** Opening EXERCISE DATA block **

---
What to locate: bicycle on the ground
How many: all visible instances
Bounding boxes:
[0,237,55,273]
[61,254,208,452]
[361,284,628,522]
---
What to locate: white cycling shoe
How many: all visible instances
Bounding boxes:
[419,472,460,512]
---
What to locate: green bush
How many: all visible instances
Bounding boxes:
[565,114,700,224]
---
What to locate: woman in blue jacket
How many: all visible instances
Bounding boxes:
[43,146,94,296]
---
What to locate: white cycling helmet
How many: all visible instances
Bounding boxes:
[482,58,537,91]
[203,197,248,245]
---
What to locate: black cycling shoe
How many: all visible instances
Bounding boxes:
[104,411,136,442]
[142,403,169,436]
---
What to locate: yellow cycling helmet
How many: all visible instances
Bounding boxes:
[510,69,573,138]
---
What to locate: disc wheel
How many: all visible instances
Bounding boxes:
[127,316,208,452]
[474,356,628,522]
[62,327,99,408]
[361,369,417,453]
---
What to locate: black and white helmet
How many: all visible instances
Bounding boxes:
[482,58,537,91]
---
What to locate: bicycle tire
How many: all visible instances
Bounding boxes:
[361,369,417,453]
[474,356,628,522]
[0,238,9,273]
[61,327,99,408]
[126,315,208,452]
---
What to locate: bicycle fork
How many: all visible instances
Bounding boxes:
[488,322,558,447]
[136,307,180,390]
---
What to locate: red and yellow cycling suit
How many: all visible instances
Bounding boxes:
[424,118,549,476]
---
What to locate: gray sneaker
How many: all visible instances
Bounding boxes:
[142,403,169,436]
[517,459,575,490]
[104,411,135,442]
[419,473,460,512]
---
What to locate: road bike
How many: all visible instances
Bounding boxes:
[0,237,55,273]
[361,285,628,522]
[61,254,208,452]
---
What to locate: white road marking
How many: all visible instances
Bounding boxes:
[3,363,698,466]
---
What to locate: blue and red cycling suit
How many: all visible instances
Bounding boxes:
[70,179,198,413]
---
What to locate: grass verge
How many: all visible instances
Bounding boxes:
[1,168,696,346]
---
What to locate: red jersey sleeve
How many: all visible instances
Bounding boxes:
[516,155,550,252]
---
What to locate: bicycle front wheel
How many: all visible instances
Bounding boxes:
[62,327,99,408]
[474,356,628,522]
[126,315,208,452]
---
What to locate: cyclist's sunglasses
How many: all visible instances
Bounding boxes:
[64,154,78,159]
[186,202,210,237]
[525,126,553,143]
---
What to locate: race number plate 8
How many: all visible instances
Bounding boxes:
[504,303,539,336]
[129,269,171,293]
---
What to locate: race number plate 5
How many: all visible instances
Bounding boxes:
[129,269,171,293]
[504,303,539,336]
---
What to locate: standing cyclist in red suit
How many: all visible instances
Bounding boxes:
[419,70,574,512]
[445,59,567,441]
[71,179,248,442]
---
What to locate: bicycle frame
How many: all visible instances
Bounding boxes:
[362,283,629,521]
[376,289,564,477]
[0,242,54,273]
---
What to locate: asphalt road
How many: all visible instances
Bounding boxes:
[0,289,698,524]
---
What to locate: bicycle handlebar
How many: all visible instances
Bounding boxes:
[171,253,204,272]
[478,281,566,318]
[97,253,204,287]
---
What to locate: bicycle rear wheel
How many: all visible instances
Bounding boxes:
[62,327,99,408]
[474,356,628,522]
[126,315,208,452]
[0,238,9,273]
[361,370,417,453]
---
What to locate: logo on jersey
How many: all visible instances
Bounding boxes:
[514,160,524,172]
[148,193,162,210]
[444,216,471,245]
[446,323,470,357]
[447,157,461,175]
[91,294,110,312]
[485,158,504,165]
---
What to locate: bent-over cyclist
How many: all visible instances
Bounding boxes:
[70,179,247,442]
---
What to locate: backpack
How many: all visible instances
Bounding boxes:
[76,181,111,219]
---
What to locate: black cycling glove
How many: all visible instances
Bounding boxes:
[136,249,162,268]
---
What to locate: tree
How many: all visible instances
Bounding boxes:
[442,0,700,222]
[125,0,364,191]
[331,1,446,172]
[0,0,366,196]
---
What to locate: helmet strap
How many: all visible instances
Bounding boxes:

** Closing EXERCISE DATA block **

Your reply should hold all the lines from the listing above in which "shoe" appears.

→ REPLY TO THE EXERCISE:
What to locate: white cycling shoe
What to locate: black cycling shoe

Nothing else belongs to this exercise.